About this task —
Go through the listing below and return every line exactly.

The data —
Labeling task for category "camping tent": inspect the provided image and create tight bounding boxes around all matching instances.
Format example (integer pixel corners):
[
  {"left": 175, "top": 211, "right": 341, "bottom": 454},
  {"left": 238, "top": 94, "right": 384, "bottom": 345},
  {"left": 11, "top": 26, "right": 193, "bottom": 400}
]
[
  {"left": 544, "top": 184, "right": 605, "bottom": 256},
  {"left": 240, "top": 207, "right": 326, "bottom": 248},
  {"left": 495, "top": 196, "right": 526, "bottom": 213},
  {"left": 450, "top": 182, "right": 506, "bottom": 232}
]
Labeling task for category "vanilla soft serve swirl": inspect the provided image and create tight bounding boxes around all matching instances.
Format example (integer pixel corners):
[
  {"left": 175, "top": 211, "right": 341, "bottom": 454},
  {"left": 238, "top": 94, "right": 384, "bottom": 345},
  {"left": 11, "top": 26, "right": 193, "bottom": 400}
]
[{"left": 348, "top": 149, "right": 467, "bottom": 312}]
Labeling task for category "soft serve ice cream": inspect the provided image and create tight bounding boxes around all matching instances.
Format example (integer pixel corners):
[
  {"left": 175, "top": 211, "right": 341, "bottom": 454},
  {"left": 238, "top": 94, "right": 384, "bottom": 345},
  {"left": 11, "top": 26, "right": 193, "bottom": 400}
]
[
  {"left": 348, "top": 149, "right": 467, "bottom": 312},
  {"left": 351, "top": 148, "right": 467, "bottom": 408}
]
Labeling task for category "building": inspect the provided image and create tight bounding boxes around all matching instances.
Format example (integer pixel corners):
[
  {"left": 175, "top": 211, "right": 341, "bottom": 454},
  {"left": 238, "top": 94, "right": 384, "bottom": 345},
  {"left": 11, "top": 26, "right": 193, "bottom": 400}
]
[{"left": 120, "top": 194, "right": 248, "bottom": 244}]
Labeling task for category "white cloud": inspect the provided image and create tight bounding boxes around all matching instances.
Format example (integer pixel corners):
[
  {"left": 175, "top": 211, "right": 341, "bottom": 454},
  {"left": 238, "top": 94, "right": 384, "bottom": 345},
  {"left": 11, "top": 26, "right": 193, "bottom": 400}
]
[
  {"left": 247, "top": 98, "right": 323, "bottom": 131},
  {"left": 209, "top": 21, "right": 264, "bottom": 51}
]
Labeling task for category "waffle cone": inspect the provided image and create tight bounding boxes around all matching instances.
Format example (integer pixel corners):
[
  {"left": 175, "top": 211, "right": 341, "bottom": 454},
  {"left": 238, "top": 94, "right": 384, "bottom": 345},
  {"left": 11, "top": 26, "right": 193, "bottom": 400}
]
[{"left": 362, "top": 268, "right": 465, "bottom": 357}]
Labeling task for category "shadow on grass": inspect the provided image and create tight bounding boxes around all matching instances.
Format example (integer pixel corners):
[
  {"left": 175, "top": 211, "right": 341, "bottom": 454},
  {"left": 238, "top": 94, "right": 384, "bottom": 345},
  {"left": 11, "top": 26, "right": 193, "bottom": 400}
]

Result of the task —
Labeling task for category "camping tent": inspect the provided image and create tight bounding boxes around all matching instances.
Format example (integer pixel corners):
[
  {"left": 175, "top": 211, "right": 341, "bottom": 454},
  {"left": 238, "top": 94, "right": 384, "bottom": 345},
  {"left": 11, "top": 26, "right": 193, "bottom": 400}
]
[
  {"left": 544, "top": 184, "right": 605, "bottom": 256},
  {"left": 240, "top": 207, "right": 326, "bottom": 248},
  {"left": 495, "top": 196, "right": 526, "bottom": 213},
  {"left": 450, "top": 182, "right": 506, "bottom": 232}
]
Labeling task for category "vanilla soft serve swirl": inspect the provided image and create tight bounding boxes around all matching instances.
Format example (integer pixel corners):
[
  {"left": 175, "top": 211, "right": 341, "bottom": 454},
  {"left": 238, "top": 94, "right": 384, "bottom": 345},
  {"left": 11, "top": 26, "right": 193, "bottom": 400}
]
[{"left": 348, "top": 149, "right": 467, "bottom": 312}]
Labeling task for category "soft serve ice cream": inspect the provided image and create tight bounding boxes around all matching instances.
Format example (integer pixel corners):
[
  {"left": 175, "top": 211, "right": 341, "bottom": 454},
  {"left": 238, "top": 94, "right": 384, "bottom": 345},
  {"left": 11, "top": 26, "right": 193, "bottom": 400}
]
[
  {"left": 348, "top": 149, "right": 467, "bottom": 312},
  {"left": 351, "top": 148, "right": 467, "bottom": 408}
]
Labeling task for category "building": inspect the provided image and create tight bounding boxes around all matching instances.
Format example (integer pixel corners):
[
  {"left": 175, "top": 211, "right": 341, "bottom": 454},
  {"left": 238, "top": 94, "right": 384, "bottom": 345},
  {"left": 11, "top": 26, "right": 193, "bottom": 400}
]
[{"left": 120, "top": 194, "right": 248, "bottom": 244}]
Labeling task for category "white cloud": inspect the provided image and create tight bounding boxes around all matching instances.
Format example (integer pixel corners):
[
  {"left": 175, "top": 211, "right": 341, "bottom": 454},
  {"left": 238, "top": 94, "right": 384, "bottom": 345},
  {"left": 11, "top": 26, "right": 193, "bottom": 400}
]
[
  {"left": 247, "top": 98, "right": 323, "bottom": 131},
  {"left": 209, "top": 21, "right": 264, "bottom": 51}
]
Labeling task for category "waffle cone": inspect the provided image and create tight bounding boxes around all matching instances.
Format example (integer pixel corners):
[
  {"left": 175, "top": 211, "right": 341, "bottom": 454},
  {"left": 238, "top": 94, "right": 384, "bottom": 345},
  {"left": 11, "top": 26, "right": 193, "bottom": 400}
]
[{"left": 362, "top": 268, "right": 465, "bottom": 357}]
Labeling task for category "shadow on grass": inspect the provided image and create tight bounding boxes around all matching instances.
Format example (integer pixel corners):
[
  {"left": 175, "top": 211, "right": 341, "bottom": 454},
  {"left": 238, "top": 94, "right": 384, "bottom": 345},
  {"left": 11, "top": 26, "right": 193, "bottom": 400}
]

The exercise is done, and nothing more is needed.